* 任务 1 *
找出下面列表里所有带“black”这个词的行，一行一行照抄下来。

* 原文 *
☆ ☆ ☆
HDU1671 Phone List

字典树水题，我在每一个节点都用了一个used来表示它是否被经过了，也用了一个end标志表示它是否为一个单词的结尾，虽然思路不是最好的，但是也AC了。。。。

Phone List

Time Limit: 3000/1000 MS (Java/Others)    Memory Limit: 32768/32768 K (Java/Others)
Total Submission(s): 12405    Accepted Submission(s): 4209

Problem Description

Given a list of phone numbers, determine if it is consistent in the sense that no number is the prefix of another. Let’s say the phone catalogue listed these numbers:
1. Emergency 911
2. Alice 97 625 999
3. Bob 91 12 54 26
In this case, it’s not possible to call Bob, because the central would direct your call to the emergency line as soon as you had dialled the first three digits of Bob’s phone number. So this list would not be consistent.

 

Input

The first line of input gives a single integer, 1 <= t <= 40, the number of test cases. Each test case starts with n, the number of phone numbers, on a separate line, 1 <= n <= 10000. Then follows n lines with one unique phone number on each line. A phone number is a sequence of at most ten digits.
☆ ☆ ☆
* 提取数据 *
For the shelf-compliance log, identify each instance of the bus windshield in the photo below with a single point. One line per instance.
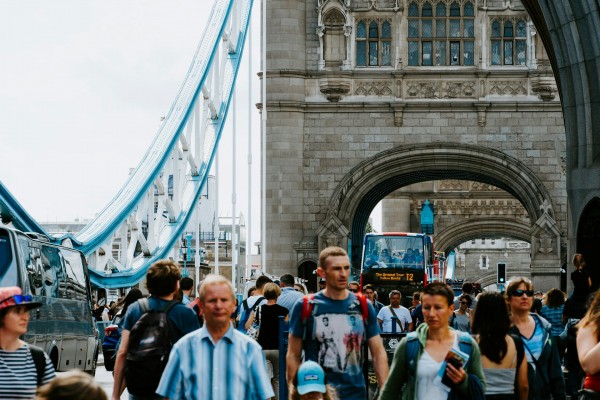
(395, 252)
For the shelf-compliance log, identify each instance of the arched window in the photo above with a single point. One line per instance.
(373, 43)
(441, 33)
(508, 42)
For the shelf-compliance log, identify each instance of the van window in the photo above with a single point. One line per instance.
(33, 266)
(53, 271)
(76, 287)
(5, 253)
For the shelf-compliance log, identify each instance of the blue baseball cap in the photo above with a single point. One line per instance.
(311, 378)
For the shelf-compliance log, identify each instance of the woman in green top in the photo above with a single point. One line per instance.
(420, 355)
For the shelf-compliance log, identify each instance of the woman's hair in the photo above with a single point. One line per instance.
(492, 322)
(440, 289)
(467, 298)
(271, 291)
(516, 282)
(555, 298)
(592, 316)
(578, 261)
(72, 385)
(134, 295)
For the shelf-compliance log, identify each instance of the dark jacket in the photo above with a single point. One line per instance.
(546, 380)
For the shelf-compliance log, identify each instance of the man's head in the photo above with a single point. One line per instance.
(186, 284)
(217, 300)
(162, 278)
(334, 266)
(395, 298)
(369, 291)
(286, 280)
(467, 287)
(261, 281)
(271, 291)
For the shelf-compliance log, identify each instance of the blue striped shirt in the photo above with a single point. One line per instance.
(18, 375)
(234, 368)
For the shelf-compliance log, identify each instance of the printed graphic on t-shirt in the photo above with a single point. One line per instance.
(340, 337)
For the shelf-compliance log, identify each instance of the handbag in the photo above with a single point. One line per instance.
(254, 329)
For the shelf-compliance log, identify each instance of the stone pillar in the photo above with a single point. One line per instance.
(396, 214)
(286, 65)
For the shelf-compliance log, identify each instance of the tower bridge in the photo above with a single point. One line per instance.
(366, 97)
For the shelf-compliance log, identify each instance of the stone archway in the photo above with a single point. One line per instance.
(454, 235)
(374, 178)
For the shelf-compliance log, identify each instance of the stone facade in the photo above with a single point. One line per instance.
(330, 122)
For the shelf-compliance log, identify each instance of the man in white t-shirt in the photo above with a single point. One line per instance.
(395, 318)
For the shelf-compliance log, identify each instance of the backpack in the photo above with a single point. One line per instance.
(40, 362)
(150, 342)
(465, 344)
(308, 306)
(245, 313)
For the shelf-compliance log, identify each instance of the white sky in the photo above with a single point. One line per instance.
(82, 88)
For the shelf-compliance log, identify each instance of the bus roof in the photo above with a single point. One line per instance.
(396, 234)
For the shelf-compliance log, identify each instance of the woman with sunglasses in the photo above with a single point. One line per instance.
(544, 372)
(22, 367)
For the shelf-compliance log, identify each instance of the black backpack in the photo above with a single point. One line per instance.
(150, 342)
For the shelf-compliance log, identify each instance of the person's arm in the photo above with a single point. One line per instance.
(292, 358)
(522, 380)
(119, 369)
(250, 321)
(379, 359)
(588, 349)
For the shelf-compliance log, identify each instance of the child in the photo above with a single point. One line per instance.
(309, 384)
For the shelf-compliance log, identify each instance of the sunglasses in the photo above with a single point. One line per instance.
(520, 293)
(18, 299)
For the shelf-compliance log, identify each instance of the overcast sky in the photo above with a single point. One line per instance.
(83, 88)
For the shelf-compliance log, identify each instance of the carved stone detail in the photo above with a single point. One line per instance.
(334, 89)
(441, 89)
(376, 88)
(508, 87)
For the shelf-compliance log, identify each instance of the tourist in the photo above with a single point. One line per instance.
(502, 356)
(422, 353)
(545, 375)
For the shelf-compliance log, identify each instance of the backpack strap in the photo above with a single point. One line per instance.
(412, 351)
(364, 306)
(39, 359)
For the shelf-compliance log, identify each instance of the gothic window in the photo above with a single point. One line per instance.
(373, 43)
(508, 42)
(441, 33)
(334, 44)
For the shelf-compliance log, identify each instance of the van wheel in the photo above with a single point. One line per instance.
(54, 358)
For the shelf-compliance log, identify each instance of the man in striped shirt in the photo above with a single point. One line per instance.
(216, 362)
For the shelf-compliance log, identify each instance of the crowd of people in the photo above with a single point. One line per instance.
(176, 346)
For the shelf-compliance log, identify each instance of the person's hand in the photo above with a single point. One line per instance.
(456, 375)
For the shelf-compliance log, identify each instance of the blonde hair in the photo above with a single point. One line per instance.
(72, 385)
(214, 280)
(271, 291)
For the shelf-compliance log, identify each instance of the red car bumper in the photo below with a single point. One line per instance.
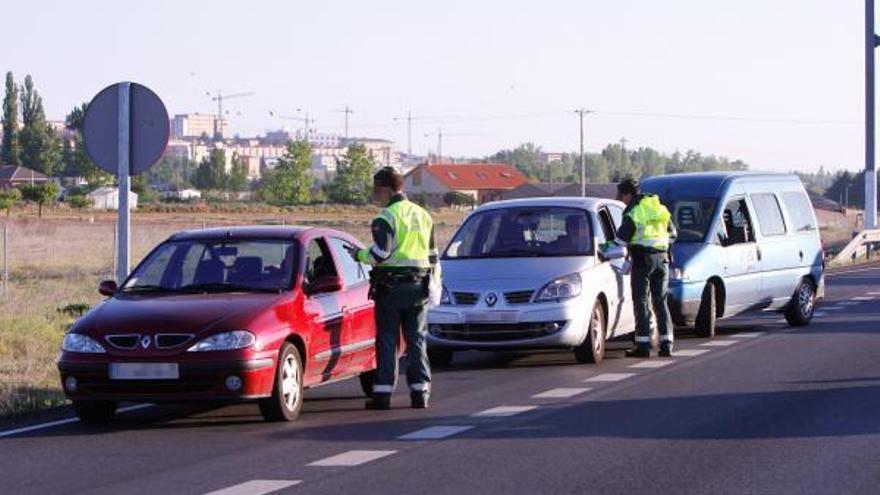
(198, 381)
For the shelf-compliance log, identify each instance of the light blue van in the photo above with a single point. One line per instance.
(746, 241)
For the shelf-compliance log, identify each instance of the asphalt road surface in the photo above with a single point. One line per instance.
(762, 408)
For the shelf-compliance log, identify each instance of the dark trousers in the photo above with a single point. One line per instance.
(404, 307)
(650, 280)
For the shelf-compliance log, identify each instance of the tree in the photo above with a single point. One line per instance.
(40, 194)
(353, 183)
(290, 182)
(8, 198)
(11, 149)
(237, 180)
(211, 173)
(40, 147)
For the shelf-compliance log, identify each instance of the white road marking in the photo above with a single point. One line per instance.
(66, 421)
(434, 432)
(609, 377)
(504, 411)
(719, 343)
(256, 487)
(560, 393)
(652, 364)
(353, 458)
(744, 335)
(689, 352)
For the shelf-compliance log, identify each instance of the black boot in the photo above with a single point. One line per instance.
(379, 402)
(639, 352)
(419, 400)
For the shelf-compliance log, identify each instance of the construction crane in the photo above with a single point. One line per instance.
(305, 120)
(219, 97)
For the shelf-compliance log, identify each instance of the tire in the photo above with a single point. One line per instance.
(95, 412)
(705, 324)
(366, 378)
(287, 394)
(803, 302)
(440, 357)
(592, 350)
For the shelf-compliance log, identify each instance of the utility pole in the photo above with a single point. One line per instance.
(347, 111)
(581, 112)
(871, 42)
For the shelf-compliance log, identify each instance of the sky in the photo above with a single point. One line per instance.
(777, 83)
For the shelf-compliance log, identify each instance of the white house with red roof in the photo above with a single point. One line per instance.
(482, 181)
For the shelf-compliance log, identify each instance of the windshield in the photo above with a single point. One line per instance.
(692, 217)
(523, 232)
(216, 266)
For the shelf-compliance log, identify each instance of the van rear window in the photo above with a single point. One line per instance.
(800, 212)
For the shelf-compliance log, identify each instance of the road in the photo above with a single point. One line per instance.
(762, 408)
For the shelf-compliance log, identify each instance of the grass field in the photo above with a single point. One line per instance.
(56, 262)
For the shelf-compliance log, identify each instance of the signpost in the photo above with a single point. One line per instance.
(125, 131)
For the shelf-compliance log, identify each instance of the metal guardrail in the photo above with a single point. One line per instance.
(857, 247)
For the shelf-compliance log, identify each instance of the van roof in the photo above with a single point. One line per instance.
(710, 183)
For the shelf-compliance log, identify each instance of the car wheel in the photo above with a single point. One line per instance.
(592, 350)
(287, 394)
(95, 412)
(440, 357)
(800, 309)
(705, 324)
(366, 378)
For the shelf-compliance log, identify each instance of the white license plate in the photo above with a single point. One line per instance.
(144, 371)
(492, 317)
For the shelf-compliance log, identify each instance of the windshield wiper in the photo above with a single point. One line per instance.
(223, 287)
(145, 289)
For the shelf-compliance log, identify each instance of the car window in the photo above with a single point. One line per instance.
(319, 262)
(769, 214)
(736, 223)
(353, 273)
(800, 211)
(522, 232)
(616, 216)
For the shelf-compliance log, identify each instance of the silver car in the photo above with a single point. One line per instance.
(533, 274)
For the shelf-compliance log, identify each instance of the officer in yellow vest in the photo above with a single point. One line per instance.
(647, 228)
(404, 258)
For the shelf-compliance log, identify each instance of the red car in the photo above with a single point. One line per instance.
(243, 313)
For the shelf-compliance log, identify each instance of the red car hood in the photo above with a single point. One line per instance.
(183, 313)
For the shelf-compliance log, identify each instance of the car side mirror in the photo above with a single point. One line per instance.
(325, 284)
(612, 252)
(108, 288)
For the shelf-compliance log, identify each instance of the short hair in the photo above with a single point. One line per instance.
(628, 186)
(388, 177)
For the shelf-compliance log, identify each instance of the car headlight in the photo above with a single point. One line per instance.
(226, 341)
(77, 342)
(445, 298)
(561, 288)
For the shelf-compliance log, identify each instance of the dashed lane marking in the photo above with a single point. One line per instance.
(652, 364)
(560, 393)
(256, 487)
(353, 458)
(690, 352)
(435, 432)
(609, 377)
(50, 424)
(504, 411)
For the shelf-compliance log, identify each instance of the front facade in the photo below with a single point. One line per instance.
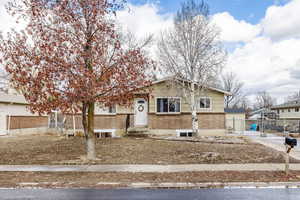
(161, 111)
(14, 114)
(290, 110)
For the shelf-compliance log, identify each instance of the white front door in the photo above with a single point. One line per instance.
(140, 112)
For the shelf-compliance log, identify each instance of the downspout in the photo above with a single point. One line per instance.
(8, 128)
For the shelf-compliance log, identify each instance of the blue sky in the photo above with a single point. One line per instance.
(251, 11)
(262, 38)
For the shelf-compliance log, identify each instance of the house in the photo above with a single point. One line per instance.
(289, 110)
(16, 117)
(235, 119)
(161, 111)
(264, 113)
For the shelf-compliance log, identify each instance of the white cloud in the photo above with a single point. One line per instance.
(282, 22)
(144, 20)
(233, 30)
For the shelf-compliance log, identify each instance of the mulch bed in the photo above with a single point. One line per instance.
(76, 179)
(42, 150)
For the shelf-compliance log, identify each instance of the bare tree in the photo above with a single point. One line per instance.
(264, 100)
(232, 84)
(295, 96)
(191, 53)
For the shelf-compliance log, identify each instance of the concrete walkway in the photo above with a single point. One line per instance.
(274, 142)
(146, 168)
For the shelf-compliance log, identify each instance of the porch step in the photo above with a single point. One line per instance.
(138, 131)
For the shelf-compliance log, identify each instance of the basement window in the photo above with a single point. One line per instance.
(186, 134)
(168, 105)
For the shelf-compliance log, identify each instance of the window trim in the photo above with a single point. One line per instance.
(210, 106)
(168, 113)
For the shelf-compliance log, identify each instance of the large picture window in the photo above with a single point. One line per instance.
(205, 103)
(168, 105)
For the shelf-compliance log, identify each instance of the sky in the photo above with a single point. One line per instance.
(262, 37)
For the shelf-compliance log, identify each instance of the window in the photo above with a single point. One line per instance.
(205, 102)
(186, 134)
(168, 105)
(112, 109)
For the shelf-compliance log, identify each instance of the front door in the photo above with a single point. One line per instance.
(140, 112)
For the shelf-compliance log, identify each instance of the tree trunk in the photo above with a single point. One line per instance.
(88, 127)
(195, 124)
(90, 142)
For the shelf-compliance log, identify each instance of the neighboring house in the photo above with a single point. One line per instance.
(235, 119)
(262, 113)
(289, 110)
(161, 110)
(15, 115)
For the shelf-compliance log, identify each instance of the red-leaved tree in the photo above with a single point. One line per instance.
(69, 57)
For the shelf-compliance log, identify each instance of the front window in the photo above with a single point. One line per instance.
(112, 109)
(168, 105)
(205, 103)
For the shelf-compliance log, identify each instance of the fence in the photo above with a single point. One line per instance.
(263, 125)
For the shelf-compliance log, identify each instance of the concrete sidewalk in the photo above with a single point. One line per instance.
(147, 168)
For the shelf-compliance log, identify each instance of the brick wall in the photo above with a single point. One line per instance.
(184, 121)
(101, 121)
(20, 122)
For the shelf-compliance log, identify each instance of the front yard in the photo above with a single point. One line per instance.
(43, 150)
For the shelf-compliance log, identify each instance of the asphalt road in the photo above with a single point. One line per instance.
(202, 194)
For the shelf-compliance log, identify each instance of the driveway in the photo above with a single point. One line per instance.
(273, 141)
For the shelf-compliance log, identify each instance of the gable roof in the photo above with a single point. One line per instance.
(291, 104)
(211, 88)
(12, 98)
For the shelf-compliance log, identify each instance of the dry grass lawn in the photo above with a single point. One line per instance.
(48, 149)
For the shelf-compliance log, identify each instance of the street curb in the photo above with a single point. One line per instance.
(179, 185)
☆ ☆ ☆
* 任务 2 *
把上面那篇讲 HDU1671 的文章从头到尾原样转写一遍。

* 参考答案 1 *
For the shelf-compliance log, identify each instance of the black backpack in the photo above with a single point. One line per instance.
For the shelf-compliance log, identify each instance of the black boot in the photo above with a single point. One line per instance.

* 参考答案 2 *
HDU1671 Phone List

字典树水题，我在每一个节点都用了一个used来表示它是否被经过了，也用了一个end标志表示它是否为一个单词的结尾，虽然思路不是最好的，但是也AC了。。。。

Phone List

Time Limit: 3000/1000 MS (Java/Others)    Memory Limit: 32768/32768 K (Java/Others)
Total Submission(s): 12405    Accepted Submission(s): 4209

Problem Description

Given a list of phone numbers, determine if it is consistent in the sense that no number is the prefix of another. Let’s say the phone catalogue listed these numbers:
1. Emergency 911
2. Alice 97 625 999
3. Bob 91 12 54 26
In this case, it’s not possible to call Bob, because the central would direct your call to the emergency line as soon as you had dialled the first three digits of Bob’s phone number. So this list would not be consistent.

 

Input

The first line of input gives a single integer, 1 <= t <= 40, the number of test cases. Each test case starts with n, the number of phone numbers, on a separate line, 1 <= n <= 10000. Then follows n lines with one unique phone number on each line. A phone number is a sequence of at most ten digits.